> **DOCUMENT SEGMENT**:
┌──

2021-12-29 Thread Vladimir Sementsov-Ogievskiy
It's unused now (except for permission handling)[*]. The only reasonable
user of it was block-stream job, recently updated to use own blk. And
other block jobs prefer to use own source node related objects.

So, the arguments of dropping the field are:

 - block jobs prefer not to use it
 - block jobs usually has more then one node to operate on, and better
   to operate symmetrically (for example has both source and target
   blk's in specific block-job state structure)

*: BlockJob.blk is used to keep some permissions. We simply move
permissions to block-job child created in block_job_create() together
with blk.

In mirror, we just should not care anymore about restoring state of
blk. Most probably this code could be dropped long ago, after dropping
bs->job pointer. Now it finally goes away together with BlockJob.blk
itself.

iotest 141 output is updated, as "bdrv_has_blk(bs)" check in
qmp_blockdev_del() doesn't fail (we don't have blk now). Still, new
error message looks even better.

In iotest 283 we need to add a job id, otherwise "Invalid job ID"
happens now earlier than permission check (as permissions moved from
blk to block-job node).

Signed-off-by: Vladimir Sementsov-Ogievskiy 
Reviewed-by: Nikita Lapshin 
---
 include/block/blockjob.h   |  3 ---
 block/mirror.c |  7 ---
 blockjob.c | 31 ---
 tests/qemu-iotests/141.out |  2 +-
 tests/qemu-iotests/283 |  3 ++-
 tests/qemu-iotests/283.out |  2 +-
 6 files changed, 16 insertions(+), 32 deletions(-)

diff --git a/include/block/blockjob.h b/include/block/blockjob.h
index 3b84805140..87fbb3985f 100644
--- a/include/block/blockjob.h
+++ b/include/block/blockjob.h
@@ -43,9 +43,6 @@ typedef struct BlockJob {
 /** Data belonging to the generic Job infrastructure */
 Job job;
 
-/** The block device on which the job is operating.  */
-BlockBackend *blk;
-
 /** Status that is published by the query-block-jobs QMP API */
 BlockDeviceIoStatus iostatus;
 
diff --git a/block/mirror.c b/block/mirror.c
index efec2c7674..959e3dfbd6 100644
--- a/block/mirror.c
+++ b/block/mirror.c
@@ -771,13 +771,6 @@ static int mirror_exit_common(Job *job)
 block_job_remove_all_bdrv(bjob);
 bdrv_replace_node(mirror_top_bs, mirror_top_bs->backing->bs, &error_abort);
 
-/* We just changed the BDS the job BB refers to (with either or both of the
- * bdrv_replace_node() calls), so switch the BB back so the cleanup does
- * the right thing. We don't need any permissions any more now. */
-blk_remove_bs(bjob->blk);
-blk_set_perm(bjob->blk, 0, BLK_PERM_ALL, &error_abort);
-blk_insert_bs(bjob->blk, mirror_top_bs, &error_abort);
-
 bs_opaque->job = NULL;
 
 bdrv_drained_end(src);
diff --git a/blockjob.c b/blockjob.c
index 70bc3105a6..10815a89fe 100644
--- a/blockjob.c
+++ b/blockjob.c
@@ -86,7 +86,6 @@ void block_job_free(Job *job)

└──

> **STATED PROBLEM A**: In the patch message, which block job was the only reasonable user of BlockJob.blk?
> **STATED PROBLEM B**: Please reproduce the stretch of the patch message from "In iotest 283" through "to block-job node).".

> **DATA SECTION**:
┌──

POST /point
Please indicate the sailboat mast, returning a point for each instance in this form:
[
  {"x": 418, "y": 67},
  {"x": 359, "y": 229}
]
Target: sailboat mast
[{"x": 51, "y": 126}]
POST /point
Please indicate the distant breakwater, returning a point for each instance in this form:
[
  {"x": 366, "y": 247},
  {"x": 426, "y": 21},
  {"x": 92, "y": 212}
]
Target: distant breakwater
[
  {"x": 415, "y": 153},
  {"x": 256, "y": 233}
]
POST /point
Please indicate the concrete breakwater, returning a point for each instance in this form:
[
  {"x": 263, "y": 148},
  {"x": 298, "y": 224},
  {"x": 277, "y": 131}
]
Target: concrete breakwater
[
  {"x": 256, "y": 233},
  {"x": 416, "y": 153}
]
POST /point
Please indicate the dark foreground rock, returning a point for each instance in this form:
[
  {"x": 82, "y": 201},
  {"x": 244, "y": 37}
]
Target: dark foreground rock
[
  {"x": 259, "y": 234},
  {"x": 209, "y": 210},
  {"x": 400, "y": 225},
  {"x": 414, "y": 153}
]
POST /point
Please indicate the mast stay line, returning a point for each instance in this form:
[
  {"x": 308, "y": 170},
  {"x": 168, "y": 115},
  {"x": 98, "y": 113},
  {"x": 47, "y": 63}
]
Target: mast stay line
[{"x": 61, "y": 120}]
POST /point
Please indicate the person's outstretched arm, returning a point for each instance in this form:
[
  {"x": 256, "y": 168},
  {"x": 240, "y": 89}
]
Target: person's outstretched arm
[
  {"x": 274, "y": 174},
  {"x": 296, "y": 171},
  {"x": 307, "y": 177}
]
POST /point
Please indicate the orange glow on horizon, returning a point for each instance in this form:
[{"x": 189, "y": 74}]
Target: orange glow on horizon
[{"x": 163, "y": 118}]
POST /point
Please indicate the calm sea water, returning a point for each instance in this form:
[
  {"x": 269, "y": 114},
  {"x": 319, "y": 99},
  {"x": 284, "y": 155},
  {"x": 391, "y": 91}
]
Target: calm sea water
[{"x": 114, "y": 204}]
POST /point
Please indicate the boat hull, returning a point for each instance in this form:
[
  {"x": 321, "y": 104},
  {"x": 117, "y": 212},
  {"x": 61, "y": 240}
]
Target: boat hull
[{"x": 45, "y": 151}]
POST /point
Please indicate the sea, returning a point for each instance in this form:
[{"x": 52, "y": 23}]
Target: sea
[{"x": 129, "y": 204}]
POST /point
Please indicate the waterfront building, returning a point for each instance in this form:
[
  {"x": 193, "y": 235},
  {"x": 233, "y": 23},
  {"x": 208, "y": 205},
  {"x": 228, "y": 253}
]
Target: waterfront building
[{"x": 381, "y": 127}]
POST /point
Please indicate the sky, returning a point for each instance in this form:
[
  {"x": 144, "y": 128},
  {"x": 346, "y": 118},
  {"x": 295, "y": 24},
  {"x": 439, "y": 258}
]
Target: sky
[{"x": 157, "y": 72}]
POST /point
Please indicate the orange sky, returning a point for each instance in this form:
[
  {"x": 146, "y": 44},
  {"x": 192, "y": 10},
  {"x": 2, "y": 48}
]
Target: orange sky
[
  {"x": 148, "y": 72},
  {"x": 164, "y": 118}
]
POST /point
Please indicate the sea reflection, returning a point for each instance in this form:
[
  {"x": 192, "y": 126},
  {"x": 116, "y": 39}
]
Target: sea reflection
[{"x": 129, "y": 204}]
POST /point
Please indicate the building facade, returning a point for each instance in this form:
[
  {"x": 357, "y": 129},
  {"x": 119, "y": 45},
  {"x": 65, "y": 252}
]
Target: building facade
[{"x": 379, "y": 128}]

└──

> **FINAL ANSWER A**: The block-stream job.

> **FINAL ANSWER B**:
In iotest 283 we need to add a job id, otherwise "Invalid job ID"
happens now earlier than permission check (as permissions moved from
blk to block-job node).